WHAT IS NEEDED> Transcribe the stretch of the reaction-diffusion forum question below from "Where $\delta (x)$" through "of my problem.".

DOCUMENT PASSAGE>
# How could I solve this Reaction-Diffusion PDE using mathematica?

I'm modeling a problem with PDEs, So I gotta solve numerically this Reaction-Diffusion Partial Differential Equation

$$\frac{\partial u(t,x,y)}{\partial t}=D\Big( \frac{\partial^{2}u(t,x,y) }{\partial x^{2}} +\frac{\partial^{2}u(t,x,y) }{\partial y^{2}}\Big)+r\ u(t,x,y) \,\, ,$$ where $D$ is the diffusion coeficient and the $r$ is a reaction coefficient (both constants). My boundary conditions are:

$$\frac{\partial u(t,0,y)}{\partial x}=\frac{\partial u(t,x,0)}{\partial y}=\frac{\partial u(t,a,y)}{\partial x}=\frac{\partial u(t,x,b)}{\partial y}=0 \,\, ,$$

and my inicial condition is:

$$u(0,x,y)=u_{0}\delta (x) \,\, ,$$

Where $\delta (x)$ is the Dirac Delta Function. I'm not able to solve this equation on mathematica yet, How could I solve this equation numerically? (I'm not very sure about the boundary conditions, if there's something worong with them, feel free to tell me.)

The code I've tried to make is this:

It defines the EDP I'm dealing.

eqd = D[u[t, x, y], t] ==
D[u[t, x, y], x, x] + D[u[t, x, y], y, y] + u[t, x, y]


It defines the domain of my problem.

\[CapitalOmega] = ImplicitRegion[0 <= x <= 100 && 0 <= y <= 100, {x, y}];


So I've tried to solve this using NDSolve, where I've changed the Dirac Delta by the constant function 100 as inicial condition, and the boundary conditions I tried to express as functions D[u[t,0,y],x]==0 and so on, this way:

NDSolve[{eqd, D[u[t, x, y], x]/.x->0 == 0, D[u[t, x, y], x]/.x->100 == 0,
D[u[t, x, y], y]/.y->0 == 0, D[u[t, x, y], y]/.y->100 == 0,
u[t, x, y] == 100}, u, {x, 0, 100}, {y, 0, 100}, {t, 0, 10}]


What has produced the following message:

"Equation or list of equations expected instead of True in the first \
argument {\!$$\*SuperscriptBox[\"u\", TagBox[ RowBox[{\"(\", RowBox[{\"1\", \",\", \"0\", \",\", \"0\"}], \")\"}], Derivative], MultilineFunction->None][t, x, y] == u[t, x, y] + \ \*SuperscriptBox[\"u\", TagBox[ RowBox[{\"(\", RowBox[{\"0\", \",\", \"0\", \",\", \"2\"}], \")\"}], Derivative], MultilineFunction->None][t, x, y] + \*SuperscriptBox[\"u\", TagBox[ RowBox[{\"(\", RowBox[{\"0\", \",\", \"2\", \",\", \"0\"}], \")\"}], Derivative], MultilineFunction->None][t, x, \ y]$$,True,True,True,True,u[0,x,y]==100}"

DATA PROVIDED>
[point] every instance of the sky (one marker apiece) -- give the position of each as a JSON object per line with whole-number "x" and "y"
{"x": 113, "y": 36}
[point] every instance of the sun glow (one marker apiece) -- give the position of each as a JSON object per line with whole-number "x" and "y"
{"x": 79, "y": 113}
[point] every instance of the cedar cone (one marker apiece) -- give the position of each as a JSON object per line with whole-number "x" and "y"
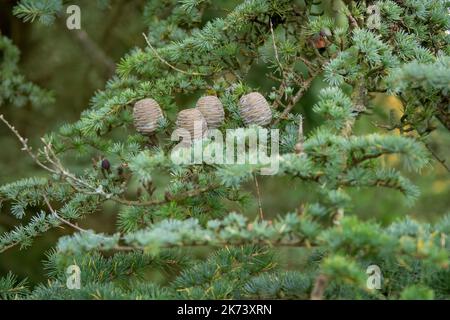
{"x": 146, "y": 115}
{"x": 193, "y": 121}
{"x": 212, "y": 110}
{"x": 255, "y": 109}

ANSWER BELOW>
Where $\delta (x)$ is the Dirac Delta Function. I'm not able to solve this equation on mathematica yet, How could I solve this equation numerically? (I'm not very sure about the boundary conditions, if there's something worong with them, feel free to tell me.)

The code I've tried to make is this:

It defines the EDP I'm dealing.

eqd = D[u[t, x, y], t] ==
D[u[t, x, y], x, x] + D[u[t, x, y], y, y] + u[t, x, y]


It defines the domain of my problem.